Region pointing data
# # # # #

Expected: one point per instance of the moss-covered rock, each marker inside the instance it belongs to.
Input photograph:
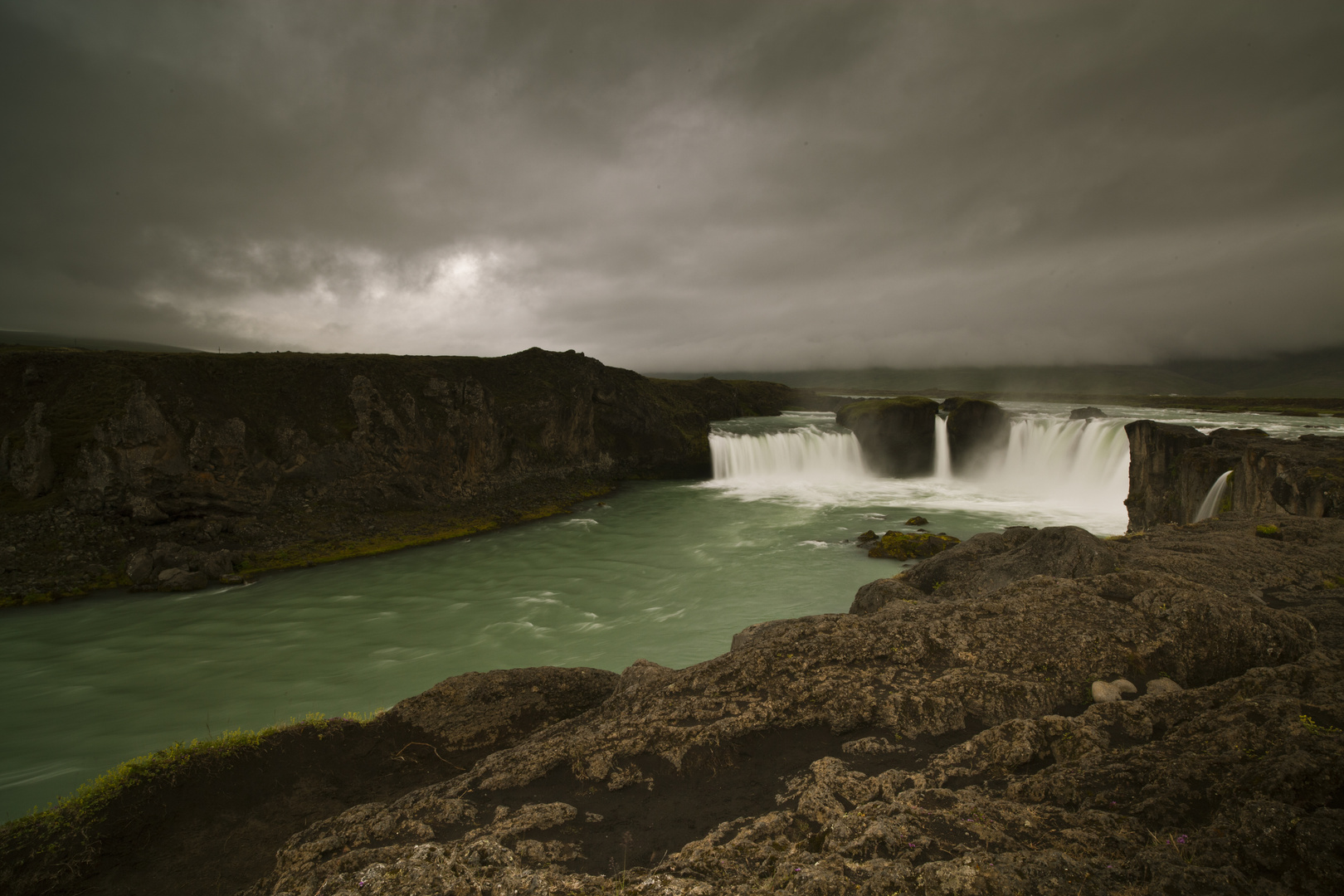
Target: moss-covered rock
(895, 434)
(912, 546)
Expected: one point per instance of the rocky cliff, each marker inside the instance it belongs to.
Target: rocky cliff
(1027, 712)
(977, 431)
(1172, 468)
(895, 434)
(290, 458)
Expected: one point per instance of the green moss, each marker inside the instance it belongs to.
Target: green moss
(61, 832)
(910, 546)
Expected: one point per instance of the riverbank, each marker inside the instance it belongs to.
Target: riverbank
(949, 738)
(275, 461)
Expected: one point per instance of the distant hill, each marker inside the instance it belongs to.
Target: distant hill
(1317, 373)
(58, 340)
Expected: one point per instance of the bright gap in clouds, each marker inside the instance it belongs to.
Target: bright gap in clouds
(453, 299)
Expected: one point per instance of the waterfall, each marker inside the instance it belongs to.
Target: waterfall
(1082, 462)
(801, 453)
(941, 453)
(1209, 508)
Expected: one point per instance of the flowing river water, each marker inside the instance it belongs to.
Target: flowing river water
(665, 571)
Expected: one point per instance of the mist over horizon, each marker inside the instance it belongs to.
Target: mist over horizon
(672, 187)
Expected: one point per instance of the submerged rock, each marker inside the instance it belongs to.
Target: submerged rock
(910, 546)
(990, 561)
(875, 596)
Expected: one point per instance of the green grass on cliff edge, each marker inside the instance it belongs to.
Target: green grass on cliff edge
(67, 824)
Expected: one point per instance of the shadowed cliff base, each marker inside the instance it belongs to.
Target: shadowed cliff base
(227, 465)
(1148, 713)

# # # # #

• _YOUR GOAL_: Every line of the data above is to be repeated exactly; the images are to be left out.

• _RESPONSE TO THIS EXERCISE_:
Expected: one point per instance of the moss-covered rock, each marker inside the instance it belongs to.
Input photograph:
Target: moss-covered rock
(895, 434)
(912, 546)
Expected: one point per instance of the rocky cliff, each marker inside the instance it belongs to.
Target: rocky cliff
(1027, 712)
(977, 431)
(1172, 468)
(895, 434)
(290, 458)
Expected: one point per instance of the green moss, each marker inside the instance it belongs to.
Target: green moss
(61, 832)
(910, 546)
Expected: one point per instance of the riverbank, each marker inside the instance it belongs to.
Target: riverbank
(949, 738)
(275, 461)
Expected: one point per instance of the distant hill, each marker inside the instance it belongs to.
Target: distant hill
(1317, 373)
(58, 340)
Expected: one point per instance of the bright gap in clouds, each marker inside the instance it belongs to.
Target: bright gap in clouds
(453, 299)
Expected: one point per instance of the waterfall, each marker inside the instance it belongs to.
Target: waterfall
(1082, 462)
(801, 453)
(941, 453)
(1209, 508)
Expected: one point per instance of the flowing river water, each marker inside the instance it belongs to.
Target: flowing river water
(665, 571)
Expected: one point per instance of the mist over horizon, each marker inside the instance it belongs to.
Target: mist over horizon
(672, 187)
Expected: one point per instance of the submerged rock, each marker inside the instance it belongs to.
Target: submerged rock
(910, 546)
(990, 561)
(875, 596)
Expected: one point per instance of the green grass on cliff edge, each marker inside the instance it belongs to.
Target: green grass on cliff edge
(67, 824)
Expected: one point per instance of the shadowed cliff base, each marker inside the instance it belongs to.
Target: shadowed cliff base
(227, 465)
(1148, 713)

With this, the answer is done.